**TASKS TO CARRY OUT:**
[1] In the article on Herald Investment Trust's liquidity programme, what proportion of net assets did cash and government bonds reach as at 26 March 2026?
[2] Resume the article on Herald Investment Trust's liquidity programme, picking up after its final sentence.

**GIVEN TEXT:**
* BEGIN *

Herald Investment Trust PLC (LSE: HRI), the FTSE 250-listed technology-focused investment company with a market capitalisation of approximately £1.2 billion, has disclosed a significant escalation in its portfolio liquidity programme as the unresolved standoff with activist hedge fund Saba Capital Management stretches beyond its third month. In a regulatory announcement published on 27 March 2026, the Herald Investment Trust board confirmed that cash and government bonds held by the fund had risen to approximately 26% of net assets as at 26 March 2026, up from 18.4% recorded in the company’s February factsheet. The acceleration reflects an agreed programme between the board and Herald Investment Management Limited, the fund’s investment manager, to sell portfolio holdings ahead of a potential Backstop Tender Offer that would allow shareholders to exit at close to net asset value. The announcement also revealed that the board continues to explore a tax-efficient alternative structure that could allow long-term shareholders to remain invested in a non-Saba controlled vehicle, though no such agreement has been secured.

* END *

**MATERIAL SHOWN:**

* BEGIN *

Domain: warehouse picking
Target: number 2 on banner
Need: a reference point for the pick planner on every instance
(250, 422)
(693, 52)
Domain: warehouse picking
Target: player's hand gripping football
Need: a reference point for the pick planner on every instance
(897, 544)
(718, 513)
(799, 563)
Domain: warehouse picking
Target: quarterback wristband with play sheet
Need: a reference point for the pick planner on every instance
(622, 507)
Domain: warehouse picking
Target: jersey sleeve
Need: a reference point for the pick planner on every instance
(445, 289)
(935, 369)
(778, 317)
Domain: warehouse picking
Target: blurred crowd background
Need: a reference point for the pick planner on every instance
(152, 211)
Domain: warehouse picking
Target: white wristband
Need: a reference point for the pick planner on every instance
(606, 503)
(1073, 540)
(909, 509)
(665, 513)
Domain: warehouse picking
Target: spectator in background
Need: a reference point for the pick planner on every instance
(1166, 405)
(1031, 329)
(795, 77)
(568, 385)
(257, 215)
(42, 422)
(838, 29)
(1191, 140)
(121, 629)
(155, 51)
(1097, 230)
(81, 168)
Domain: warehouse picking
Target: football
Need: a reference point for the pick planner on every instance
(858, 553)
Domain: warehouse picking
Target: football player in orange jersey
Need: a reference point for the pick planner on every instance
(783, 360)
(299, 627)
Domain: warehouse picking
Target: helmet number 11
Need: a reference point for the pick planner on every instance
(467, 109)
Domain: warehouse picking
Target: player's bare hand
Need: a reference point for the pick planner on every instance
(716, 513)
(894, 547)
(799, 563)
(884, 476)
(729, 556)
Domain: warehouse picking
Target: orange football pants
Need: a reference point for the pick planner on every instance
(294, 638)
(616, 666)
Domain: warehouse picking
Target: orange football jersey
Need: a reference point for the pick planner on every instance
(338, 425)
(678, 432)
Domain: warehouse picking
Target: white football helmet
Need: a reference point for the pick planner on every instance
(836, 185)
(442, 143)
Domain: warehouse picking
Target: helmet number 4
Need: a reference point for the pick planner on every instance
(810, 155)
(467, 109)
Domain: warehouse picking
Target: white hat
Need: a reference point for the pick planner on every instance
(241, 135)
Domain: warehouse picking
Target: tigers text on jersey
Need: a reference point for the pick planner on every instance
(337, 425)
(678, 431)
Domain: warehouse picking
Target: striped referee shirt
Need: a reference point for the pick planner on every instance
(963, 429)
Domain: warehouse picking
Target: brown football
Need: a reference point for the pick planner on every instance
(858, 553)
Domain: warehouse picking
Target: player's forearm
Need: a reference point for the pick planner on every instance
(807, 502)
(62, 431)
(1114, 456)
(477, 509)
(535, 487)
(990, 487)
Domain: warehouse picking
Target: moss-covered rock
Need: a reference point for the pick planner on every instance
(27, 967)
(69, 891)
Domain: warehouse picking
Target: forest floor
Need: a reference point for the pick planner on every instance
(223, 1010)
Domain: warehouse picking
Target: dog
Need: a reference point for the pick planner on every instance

* END *

**TASK RESULTS:**
[1] Approximately 26% of net assets.

[2]
Why is Herald Investment Trust accelerating portfolio sales ahead of the Saba resolution deadline?
The decision to accelerate portfolio liquidation is rooted in a hard-headed assessment of timing risk. Investment trusts that attempt to liquidate concentrated, less liquid holdings under compressed timeframes typically realise material discounts to fair value, a problem the board and Herald Investment Management Limited sought to pre-empt by beginning an orderly sell-down before any formal exit mechanism is triggered. By building cash reserves over a period of weeks rather than days, the trust preserves value for shareholders who ultimately elect to tender, while simultaneously demonstrating that the Backstop Tender Offer is an executable option rather than a theoretical fallback.
The elevated liquidity position is a strategic signal as much as an operational one. With cash and government bonds now representing roughly a quarter of net assets, Herald Investment Trust has materially reduced the proportion of its portfolio subject to execution risk in any exit scenario. The less liquid positions that remain on the books will be the ones that stay with shareholders who choose not to tender, which imposes its own discipline on any future Saba-controlled vehicle if negotiations ultimately collapse.
What is the Backstop Tender Offer and how does it differ from the cancelled January 2026 proposal?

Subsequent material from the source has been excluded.